## START Extracted material
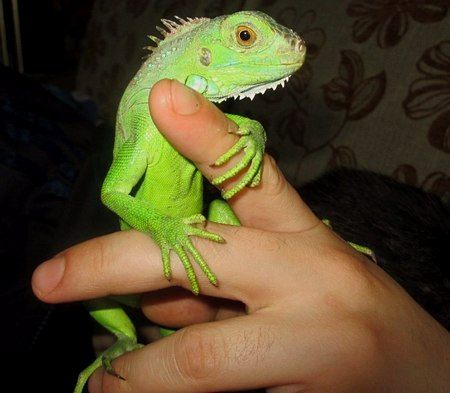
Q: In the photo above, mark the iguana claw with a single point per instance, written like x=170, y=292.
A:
x=176, y=237
x=252, y=142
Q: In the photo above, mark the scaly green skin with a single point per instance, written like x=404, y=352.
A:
x=210, y=56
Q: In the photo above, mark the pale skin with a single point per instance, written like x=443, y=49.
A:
x=296, y=308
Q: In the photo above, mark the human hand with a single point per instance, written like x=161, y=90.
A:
x=316, y=315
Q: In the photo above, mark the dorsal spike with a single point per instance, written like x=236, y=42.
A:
x=162, y=31
x=156, y=40
x=168, y=24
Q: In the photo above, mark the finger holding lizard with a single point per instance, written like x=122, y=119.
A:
x=201, y=132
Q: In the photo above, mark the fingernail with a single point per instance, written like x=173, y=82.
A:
x=95, y=383
x=48, y=275
x=185, y=101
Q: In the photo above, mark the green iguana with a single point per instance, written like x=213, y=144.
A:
x=234, y=56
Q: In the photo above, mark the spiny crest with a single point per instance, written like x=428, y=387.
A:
x=173, y=29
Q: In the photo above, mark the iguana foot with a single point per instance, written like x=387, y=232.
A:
x=252, y=141
x=175, y=235
x=121, y=346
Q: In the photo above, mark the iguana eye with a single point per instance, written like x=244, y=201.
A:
x=245, y=35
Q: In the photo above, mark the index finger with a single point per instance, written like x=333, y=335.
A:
x=129, y=262
x=200, y=131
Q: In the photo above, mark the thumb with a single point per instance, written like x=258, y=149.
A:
x=200, y=131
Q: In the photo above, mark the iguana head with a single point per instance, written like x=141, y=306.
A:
x=237, y=55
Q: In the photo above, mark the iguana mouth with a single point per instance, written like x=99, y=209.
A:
x=251, y=91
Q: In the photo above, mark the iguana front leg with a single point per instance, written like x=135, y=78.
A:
x=252, y=141
x=170, y=233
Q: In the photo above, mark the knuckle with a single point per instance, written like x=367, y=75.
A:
x=273, y=178
x=93, y=253
x=113, y=384
x=198, y=355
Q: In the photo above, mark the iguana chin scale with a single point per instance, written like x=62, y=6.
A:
x=234, y=56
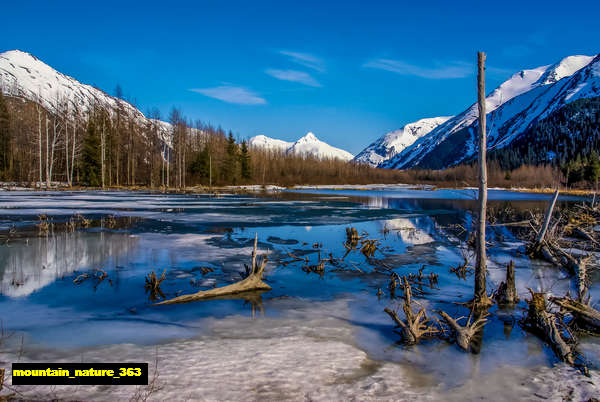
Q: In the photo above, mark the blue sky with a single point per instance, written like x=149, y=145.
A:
x=347, y=70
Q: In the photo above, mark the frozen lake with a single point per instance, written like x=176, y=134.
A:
x=312, y=336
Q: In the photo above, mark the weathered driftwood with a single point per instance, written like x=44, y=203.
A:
x=368, y=247
x=585, y=315
x=153, y=285
x=540, y=248
x=415, y=326
x=252, y=282
x=507, y=291
x=544, y=324
x=467, y=334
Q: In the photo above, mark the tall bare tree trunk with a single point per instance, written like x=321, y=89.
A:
x=67, y=152
x=480, y=296
x=168, y=163
x=542, y=234
x=73, y=150
x=102, y=151
x=40, y=140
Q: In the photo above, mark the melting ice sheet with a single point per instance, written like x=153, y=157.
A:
x=311, y=337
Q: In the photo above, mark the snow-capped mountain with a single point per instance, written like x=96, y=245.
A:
x=511, y=107
x=262, y=141
x=396, y=141
x=307, y=145
x=24, y=75
x=311, y=145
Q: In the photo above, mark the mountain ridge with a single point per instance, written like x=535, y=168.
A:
x=309, y=144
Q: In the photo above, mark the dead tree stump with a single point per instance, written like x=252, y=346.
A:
x=415, y=326
x=507, y=291
x=585, y=316
x=544, y=324
x=465, y=335
x=252, y=282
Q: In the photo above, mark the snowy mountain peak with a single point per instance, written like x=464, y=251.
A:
x=262, y=141
x=528, y=90
x=307, y=145
x=565, y=68
x=24, y=75
x=395, y=142
x=309, y=137
x=311, y=145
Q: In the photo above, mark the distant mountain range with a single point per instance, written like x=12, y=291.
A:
x=307, y=145
x=513, y=109
x=24, y=75
x=529, y=108
x=395, y=142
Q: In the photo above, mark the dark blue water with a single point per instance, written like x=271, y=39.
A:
x=183, y=234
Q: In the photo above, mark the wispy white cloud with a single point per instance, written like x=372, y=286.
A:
x=456, y=69
x=232, y=94
x=293, y=76
x=305, y=59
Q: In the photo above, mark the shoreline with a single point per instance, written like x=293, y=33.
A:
x=258, y=188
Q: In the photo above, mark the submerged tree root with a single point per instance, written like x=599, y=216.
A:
x=545, y=325
x=252, y=282
x=465, y=336
x=507, y=292
x=585, y=316
x=415, y=326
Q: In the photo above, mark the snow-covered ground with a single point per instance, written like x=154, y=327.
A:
x=307, y=355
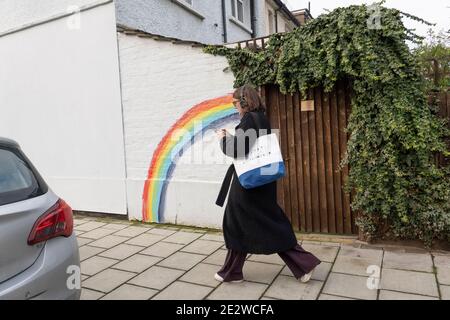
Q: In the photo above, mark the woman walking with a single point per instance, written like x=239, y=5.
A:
x=253, y=222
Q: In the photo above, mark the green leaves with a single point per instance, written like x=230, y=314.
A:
x=393, y=131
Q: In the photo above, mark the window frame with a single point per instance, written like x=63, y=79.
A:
x=235, y=10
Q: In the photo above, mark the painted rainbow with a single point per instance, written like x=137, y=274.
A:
x=209, y=113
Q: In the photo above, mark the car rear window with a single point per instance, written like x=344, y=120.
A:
x=17, y=180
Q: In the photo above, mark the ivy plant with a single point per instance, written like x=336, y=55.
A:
x=393, y=133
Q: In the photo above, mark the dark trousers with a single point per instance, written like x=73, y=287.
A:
x=299, y=261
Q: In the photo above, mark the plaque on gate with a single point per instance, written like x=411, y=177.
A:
x=307, y=105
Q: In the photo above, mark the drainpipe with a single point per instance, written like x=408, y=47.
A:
x=252, y=18
x=224, y=22
x=276, y=20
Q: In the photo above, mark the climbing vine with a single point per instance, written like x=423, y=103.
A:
x=393, y=133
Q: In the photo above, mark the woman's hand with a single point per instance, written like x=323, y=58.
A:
x=221, y=133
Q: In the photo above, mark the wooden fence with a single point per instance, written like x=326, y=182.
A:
x=313, y=141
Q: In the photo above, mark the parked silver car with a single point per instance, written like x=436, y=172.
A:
x=39, y=256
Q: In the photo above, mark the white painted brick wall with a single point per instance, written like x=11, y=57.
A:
x=160, y=82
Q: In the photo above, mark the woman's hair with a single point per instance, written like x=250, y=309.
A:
x=249, y=97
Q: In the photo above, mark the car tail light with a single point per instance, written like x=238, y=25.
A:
x=57, y=221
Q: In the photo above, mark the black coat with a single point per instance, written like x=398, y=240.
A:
x=253, y=222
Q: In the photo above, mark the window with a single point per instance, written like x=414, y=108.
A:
x=237, y=9
x=271, y=22
x=287, y=28
x=17, y=180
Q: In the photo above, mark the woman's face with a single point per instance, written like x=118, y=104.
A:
x=237, y=105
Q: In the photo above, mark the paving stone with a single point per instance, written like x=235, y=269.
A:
x=213, y=237
x=350, y=286
x=408, y=261
x=162, y=249
x=193, y=230
x=108, y=241
x=108, y=280
x=324, y=253
x=137, y=263
x=121, y=252
x=157, y=277
x=260, y=272
x=202, y=274
x=409, y=282
x=445, y=292
x=238, y=291
x=183, y=291
x=131, y=231
x=320, y=273
x=145, y=240
x=96, y=264
x=130, y=292
x=288, y=288
x=87, y=294
x=161, y=232
x=393, y=295
x=442, y=263
x=87, y=252
x=356, y=261
x=324, y=296
x=97, y=233
x=182, y=260
x=217, y=258
x=77, y=222
x=88, y=226
x=182, y=237
x=202, y=247
x=272, y=258
x=82, y=241
x=115, y=226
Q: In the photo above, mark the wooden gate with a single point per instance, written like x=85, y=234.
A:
x=313, y=141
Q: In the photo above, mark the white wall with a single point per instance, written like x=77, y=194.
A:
x=60, y=99
x=19, y=13
x=160, y=82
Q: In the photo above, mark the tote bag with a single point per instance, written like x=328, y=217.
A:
x=263, y=164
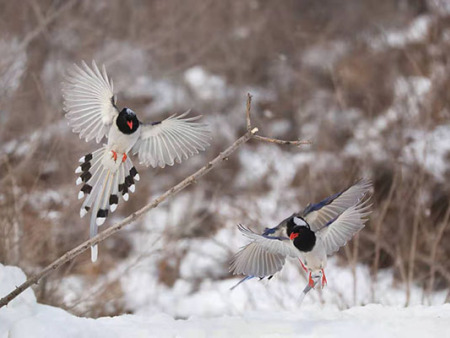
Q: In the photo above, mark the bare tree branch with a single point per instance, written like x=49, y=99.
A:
x=138, y=214
x=277, y=141
x=247, y=115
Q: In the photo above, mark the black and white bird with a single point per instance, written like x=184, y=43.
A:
x=108, y=173
x=311, y=235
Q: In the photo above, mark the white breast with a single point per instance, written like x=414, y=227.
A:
x=316, y=259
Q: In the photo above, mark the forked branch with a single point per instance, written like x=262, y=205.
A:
x=153, y=204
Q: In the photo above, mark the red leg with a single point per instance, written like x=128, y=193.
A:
x=310, y=281
x=303, y=265
x=324, y=279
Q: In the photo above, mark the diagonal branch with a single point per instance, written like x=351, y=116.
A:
x=139, y=213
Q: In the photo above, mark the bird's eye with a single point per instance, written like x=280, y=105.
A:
x=299, y=221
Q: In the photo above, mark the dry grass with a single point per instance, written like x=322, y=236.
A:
x=255, y=43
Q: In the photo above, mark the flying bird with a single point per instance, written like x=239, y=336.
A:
x=311, y=236
x=108, y=173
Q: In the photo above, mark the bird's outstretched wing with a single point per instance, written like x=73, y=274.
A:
x=262, y=257
x=318, y=215
x=339, y=231
x=89, y=101
x=171, y=140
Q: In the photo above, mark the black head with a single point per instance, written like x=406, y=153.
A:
x=300, y=232
x=127, y=121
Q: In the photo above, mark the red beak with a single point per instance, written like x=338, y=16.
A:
x=293, y=235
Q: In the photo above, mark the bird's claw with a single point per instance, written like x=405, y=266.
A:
x=324, y=279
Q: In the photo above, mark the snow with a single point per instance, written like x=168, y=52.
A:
x=206, y=86
x=23, y=317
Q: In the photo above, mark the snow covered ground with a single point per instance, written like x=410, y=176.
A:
x=24, y=317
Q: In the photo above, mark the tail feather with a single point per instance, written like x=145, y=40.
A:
x=104, y=179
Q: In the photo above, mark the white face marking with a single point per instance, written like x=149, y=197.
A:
x=299, y=221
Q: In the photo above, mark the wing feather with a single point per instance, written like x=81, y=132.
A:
x=172, y=140
x=88, y=101
x=339, y=231
x=318, y=215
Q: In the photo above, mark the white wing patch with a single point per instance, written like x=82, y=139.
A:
x=282, y=247
x=317, y=219
x=88, y=100
x=172, y=140
x=340, y=231
x=299, y=221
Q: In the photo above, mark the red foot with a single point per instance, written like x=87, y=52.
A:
x=310, y=281
x=324, y=279
x=303, y=265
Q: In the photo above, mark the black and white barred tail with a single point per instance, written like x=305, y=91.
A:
x=104, y=181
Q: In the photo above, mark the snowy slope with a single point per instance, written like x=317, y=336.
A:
x=25, y=318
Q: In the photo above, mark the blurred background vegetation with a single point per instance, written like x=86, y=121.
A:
x=366, y=80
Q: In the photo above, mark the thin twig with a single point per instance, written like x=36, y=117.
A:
x=247, y=111
x=277, y=141
x=136, y=215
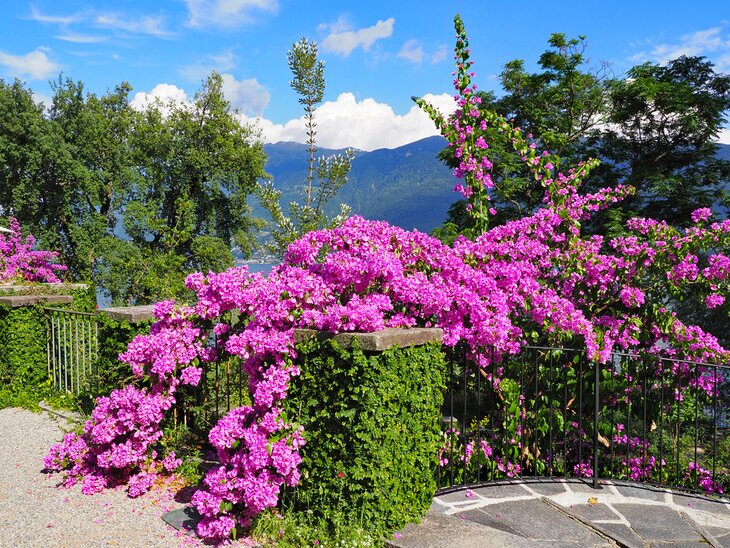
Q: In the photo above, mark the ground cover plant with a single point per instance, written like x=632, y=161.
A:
x=536, y=278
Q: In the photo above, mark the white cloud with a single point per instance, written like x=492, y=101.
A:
x=162, y=94
x=411, y=51
x=248, y=96
x=344, y=42
x=36, y=15
x=713, y=42
x=365, y=125
x=35, y=64
x=80, y=38
x=222, y=62
x=440, y=54
x=147, y=24
x=227, y=13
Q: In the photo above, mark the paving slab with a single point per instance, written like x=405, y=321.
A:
x=621, y=534
x=657, y=523
x=592, y=512
x=489, y=518
x=547, y=488
x=535, y=519
x=644, y=493
x=440, y=531
x=558, y=514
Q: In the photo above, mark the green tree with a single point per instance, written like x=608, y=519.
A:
x=325, y=175
x=655, y=129
x=133, y=200
x=663, y=124
x=196, y=164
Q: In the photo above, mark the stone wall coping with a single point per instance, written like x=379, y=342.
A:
x=64, y=286
x=131, y=314
x=377, y=341
x=16, y=301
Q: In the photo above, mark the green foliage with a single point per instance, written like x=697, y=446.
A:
x=371, y=425
x=325, y=175
x=174, y=177
x=654, y=128
x=663, y=124
x=296, y=529
x=23, y=346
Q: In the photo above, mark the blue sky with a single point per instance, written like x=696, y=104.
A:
x=378, y=54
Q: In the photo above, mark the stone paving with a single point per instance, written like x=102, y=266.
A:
x=570, y=514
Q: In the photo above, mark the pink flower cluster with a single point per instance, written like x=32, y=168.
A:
x=118, y=444
x=19, y=262
x=533, y=275
x=703, y=478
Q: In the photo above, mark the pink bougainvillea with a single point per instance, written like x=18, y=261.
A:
x=19, y=262
x=534, y=276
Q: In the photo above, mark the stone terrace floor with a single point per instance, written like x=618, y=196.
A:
x=569, y=514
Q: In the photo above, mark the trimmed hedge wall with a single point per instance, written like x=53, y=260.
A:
x=372, y=430
x=23, y=340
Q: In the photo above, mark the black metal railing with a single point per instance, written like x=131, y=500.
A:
x=551, y=412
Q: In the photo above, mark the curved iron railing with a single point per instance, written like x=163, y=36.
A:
x=550, y=412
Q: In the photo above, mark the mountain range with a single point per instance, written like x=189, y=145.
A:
x=406, y=186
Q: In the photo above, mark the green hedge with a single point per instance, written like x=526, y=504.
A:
x=372, y=431
x=23, y=340
x=23, y=347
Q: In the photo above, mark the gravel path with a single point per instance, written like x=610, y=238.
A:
x=35, y=512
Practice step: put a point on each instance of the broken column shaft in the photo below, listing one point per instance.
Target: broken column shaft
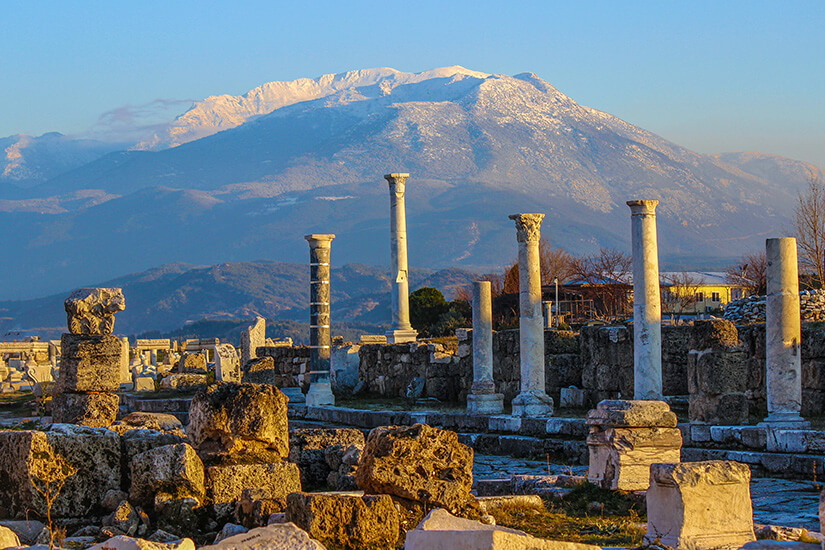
(483, 398)
(320, 390)
(401, 330)
(532, 400)
(647, 307)
(783, 351)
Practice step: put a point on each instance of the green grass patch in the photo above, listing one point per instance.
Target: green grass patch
(588, 515)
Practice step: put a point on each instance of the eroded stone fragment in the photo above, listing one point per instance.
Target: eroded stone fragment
(91, 311)
(175, 470)
(442, 531)
(346, 520)
(237, 419)
(700, 505)
(419, 463)
(89, 363)
(96, 410)
(225, 484)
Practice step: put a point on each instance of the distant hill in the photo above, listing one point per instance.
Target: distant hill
(173, 297)
(237, 179)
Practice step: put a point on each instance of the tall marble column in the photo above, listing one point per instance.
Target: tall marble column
(401, 330)
(320, 390)
(647, 306)
(483, 398)
(532, 400)
(783, 352)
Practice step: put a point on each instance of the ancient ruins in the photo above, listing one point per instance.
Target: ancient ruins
(157, 444)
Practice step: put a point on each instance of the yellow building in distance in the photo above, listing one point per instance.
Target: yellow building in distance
(691, 292)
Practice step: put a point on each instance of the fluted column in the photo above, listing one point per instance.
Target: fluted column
(483, 398)
(401, 330)
(320, 390)
(532, 399)
(783, 351)
(647, 306)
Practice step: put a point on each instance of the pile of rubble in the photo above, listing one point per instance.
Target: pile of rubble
(752, 308)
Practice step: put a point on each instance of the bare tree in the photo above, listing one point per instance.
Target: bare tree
(679, 292)
(751, 272)
(809, 225)
(608, 274)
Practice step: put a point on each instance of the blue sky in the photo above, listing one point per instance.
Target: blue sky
(712, 76)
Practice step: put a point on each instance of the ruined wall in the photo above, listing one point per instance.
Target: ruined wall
(607, 361)
(291, 364)
(445, 371)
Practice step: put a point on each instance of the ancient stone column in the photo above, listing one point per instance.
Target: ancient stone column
(783, 353)
(401, 330)
(483, 398)
(647, 307)
(532, 400)
(320, 390)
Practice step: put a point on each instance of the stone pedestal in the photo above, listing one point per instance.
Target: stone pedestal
(483, 398)
(253, 338)
(700, 505)
(320, 389)
(783, 352)
(532, 399)
(401, 330)
(647, 307)
(625, 438)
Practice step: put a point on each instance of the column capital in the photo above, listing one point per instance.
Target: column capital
(317, 240)
(528, 227)
(397, 181)
(642, 208)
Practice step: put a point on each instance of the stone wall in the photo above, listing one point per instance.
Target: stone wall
(751, 309)
(607, 361)
(445, 371)
(291, 362)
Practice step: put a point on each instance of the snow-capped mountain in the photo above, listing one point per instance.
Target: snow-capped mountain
(245, 177)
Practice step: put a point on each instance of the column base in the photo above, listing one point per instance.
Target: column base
(532, 404)
(320, 394)
(485, 403)
(785, 420)
(294, 394)
(401, 336)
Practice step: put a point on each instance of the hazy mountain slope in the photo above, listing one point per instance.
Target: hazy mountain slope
(479, 147)
(173, 295)
(26, 161)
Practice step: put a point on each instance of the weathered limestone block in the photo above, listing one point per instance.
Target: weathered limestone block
(94, 453)
(91, 311)
(419, 463)
(139, 420)
(227, 364)
(700, 505)
(139, 440)
(232, 419)
(173, 470)
(194, 363)
(347, 520)
(184, 382)
(717, 374)
(442, 531)
(253, 338)
(89, 363)
(8, 538)
(277, 536)
(225, 484)
(307, 449)
(122, 542)
(625, 438)
(96, 410)
(632, 414)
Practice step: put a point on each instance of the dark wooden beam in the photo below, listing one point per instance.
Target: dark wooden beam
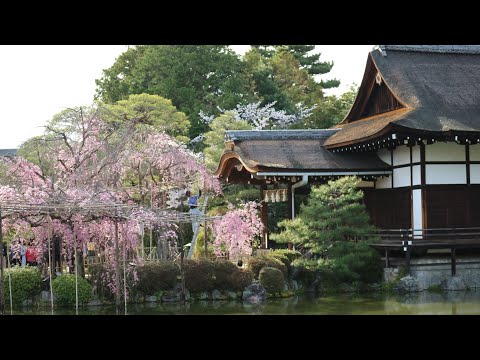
(263, 215)
(467, 161)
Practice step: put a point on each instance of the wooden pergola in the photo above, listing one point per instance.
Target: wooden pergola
(117, 212)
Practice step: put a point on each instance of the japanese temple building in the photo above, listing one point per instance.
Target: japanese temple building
(412, 135)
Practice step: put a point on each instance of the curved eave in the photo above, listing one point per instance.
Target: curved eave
(226, 158)
(365, 90)
(331, 143)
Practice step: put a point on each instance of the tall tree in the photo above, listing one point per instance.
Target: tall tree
(194, 77)
(155, 110)
(308, 60)
(334, 225)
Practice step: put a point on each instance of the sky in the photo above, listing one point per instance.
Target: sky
(38, 81)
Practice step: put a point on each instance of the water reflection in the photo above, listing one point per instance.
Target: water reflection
(425, 303)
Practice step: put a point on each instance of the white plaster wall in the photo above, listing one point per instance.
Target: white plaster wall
(475, 152)
(384, 183)
(417, 211)
(474, 174)
(384, 155)
(401, 155)
(416, 154)
(445, 174)
(366, 184)
(401, 177)
(417, 179)
(441, 151)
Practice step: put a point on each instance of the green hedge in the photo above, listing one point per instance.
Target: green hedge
(199, 275)
(26, 283)
(272, 279)
(98, 278)
(64, 290)
(257, 263)
(206, 275)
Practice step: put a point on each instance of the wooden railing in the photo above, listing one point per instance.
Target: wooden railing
(407, 240)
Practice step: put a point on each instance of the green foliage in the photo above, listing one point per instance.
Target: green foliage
(194, 77)
(98, 278)
(156, 275)
(206, 275)
(214, 139)
(271, 279)
(241, 279)
(199, 275)
(64, 290)
(285, 256)
(334, 226)
(290, 255)
(151, 110)
(332, 110)
(257, 263)
(302, 53)
(26, 282)
(435, 288)
(229, 276)
(335, 212)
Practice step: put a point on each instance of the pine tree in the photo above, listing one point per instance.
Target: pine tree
(335, 227)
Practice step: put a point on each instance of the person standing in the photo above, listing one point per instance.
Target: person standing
(31, 255)
(23, 253)
(192, 203)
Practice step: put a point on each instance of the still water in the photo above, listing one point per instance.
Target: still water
(424, 303)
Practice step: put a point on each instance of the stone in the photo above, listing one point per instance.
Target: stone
(217, 295)
(45, 296)
(95, 302)
(178, 290)
(233, 295)
(453, 283)
(408, 284)
(203, 295)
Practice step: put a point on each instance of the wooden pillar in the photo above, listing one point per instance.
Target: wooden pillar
(454, 262)
(264, 216)
(289, 201)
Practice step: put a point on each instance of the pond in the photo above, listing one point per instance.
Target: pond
(425, 303)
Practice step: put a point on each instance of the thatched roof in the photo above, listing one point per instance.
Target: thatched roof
(8, 152)
(433, 88)
(291, 150)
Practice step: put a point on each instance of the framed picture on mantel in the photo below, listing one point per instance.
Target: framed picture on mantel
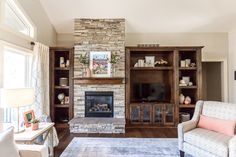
## END Extracted material
## Work to do
Write out, unchanged, the lines above from the one containing "Q: In the photo above, mark the white painted" through the one containing "x=263, y=164", with both of those lines included.

## Solution to the problem
Q: In the photo above, mark the white painted brick wall with a single point per instance, written like x=11, y=57.
A:
x=160, y=82
Q: In the photo above, mark the woman's hair with a single point per instance, written like x=250, y=309.
A:
x=249, y=97
Q: In the photo above, mark the car tail light with a single point per instance, written like x=238, y=25.
A:
x=57, y=221
Q: In the photo above, mark the black coat with a single point per instance, written like x=398, y=240.
A:
x=253, y=222
Q: In the photo above, mark the window with a single point per instance, written like x=414, y=108.
A:
x=237, y=9
x=271, y=22
x=287, y=28
x=17, y=180
Q: In the photo above, mark the woman's face with a single point per instance, written like x=118, y=104.
A:
x=237, y=105
Q: In the photo above, mark the paving stone with a single point per instance, written like x=235, y=269.
A:
x=213, y=237
x=350, y=286
x=408, y=261
x=162, y=249
x=193, y=230
x=108, y=241
x=108, y=280
x=324, y=253
x=137, y=263
x=121, y=252
x=157, y=277
x=260, y=272
x=202, y=274
x=409, y=282
x=445, y=292
x=238, y=291
x=183, y=291
x=131, y=231
x=320, y=273
x=145, y=240
x=96, y=264
x=130, y=292
x=288, y=288
x=87, y=294
x=161, y=232
x=393, y=295
x=442, y=263
x=87, y=252
x=356, y=261
x=324, y=296
x=97, y=233
x=182, y=260
x=217, y=258
x=77, y=222
x=88, y=226
x=182, y=237
x=202, y=247
x=272, y=258
x=82, y=241
x=115, y=226
Q: In the photo above, mark the wooden gate with a single point per instance, written like x=85, y=234.
A:
x=313, y=141
Q: In the photo above, mark the white wall with a single point per instance, written like x=77, y=194.
A:
x=60, y=99
x=19, y=13
x=160, y=82
Q: In the photo above, mark the tote bag with a single point per instance, written like x=328, y=217.
A:
x=263, y=164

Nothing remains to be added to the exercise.